PROBLEM REQUIREMENTS -> Output exactly the lines that run from the top of the entries to the line holding "[indicate] the fluffy", including both of those lines.

INPUT FOR THIS TASK ->
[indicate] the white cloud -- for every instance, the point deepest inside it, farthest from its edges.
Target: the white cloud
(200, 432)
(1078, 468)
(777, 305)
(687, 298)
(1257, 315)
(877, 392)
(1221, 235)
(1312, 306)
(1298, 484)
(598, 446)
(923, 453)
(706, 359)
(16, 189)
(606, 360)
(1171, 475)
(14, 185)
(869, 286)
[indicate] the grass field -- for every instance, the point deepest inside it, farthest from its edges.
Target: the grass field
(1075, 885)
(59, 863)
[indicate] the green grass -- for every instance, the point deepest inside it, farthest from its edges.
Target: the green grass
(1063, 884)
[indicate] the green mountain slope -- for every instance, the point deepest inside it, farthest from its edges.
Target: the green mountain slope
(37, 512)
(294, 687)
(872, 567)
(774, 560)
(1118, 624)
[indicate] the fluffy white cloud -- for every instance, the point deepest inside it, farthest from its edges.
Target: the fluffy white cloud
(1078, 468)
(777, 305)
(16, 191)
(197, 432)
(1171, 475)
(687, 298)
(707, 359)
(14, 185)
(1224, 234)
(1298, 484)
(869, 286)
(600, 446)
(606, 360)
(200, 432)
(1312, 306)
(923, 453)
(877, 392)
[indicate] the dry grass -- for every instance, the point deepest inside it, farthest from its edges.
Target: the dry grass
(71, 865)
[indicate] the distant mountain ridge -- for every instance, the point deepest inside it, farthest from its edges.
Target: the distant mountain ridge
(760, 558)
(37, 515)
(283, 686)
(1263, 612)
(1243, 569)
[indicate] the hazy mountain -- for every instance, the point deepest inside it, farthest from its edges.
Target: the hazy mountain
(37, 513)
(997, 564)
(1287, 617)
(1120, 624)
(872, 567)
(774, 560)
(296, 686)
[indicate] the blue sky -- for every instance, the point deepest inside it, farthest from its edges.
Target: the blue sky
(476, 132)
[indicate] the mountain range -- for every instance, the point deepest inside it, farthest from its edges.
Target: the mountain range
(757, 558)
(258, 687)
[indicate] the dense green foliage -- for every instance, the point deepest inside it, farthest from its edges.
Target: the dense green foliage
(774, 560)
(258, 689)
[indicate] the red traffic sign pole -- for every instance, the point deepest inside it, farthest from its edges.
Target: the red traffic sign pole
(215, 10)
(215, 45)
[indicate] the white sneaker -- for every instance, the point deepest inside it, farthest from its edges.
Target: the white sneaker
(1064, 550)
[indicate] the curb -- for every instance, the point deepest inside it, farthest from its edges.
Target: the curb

REPLY TO THE EXERCISE ->
[indicate] the white cloud -- for every instance, the point deepest inside it, farthest from its edges.
Target: the white cloud
(200, 432)
(1078, 468)
(777, 305)
(687, 298)
(1257, 315)
(877, 392)
(1221, 235)
(1312, 306)
(1298, 484)
(598, 446)
(923, 453)
(706, 359)
(16, 189)
(606, 360)
(1171, 475)
(14, 185)
(869, 286)
[indicate] the grass field -- for every instance, the point deepest inside it, farthest from its edges.
Target: the grass field
(1075, 885)
(59, 863)
[indicate] the green grass -- for every instance, the point deepest inside it, farthest from its edges.
Target: the green grass
(1063, 884)
[indicate] the green mountain slope -- for every instance, the point deepest inside it, farthest from its edges.
Target: the green mountain slope
(37, 512)
(294, 687)
(872, 567)
(774, 560)
(1118, 624)
[indicate] the fluffy white cloud -- for every instance, the point deepest inside it, farthest from its edges.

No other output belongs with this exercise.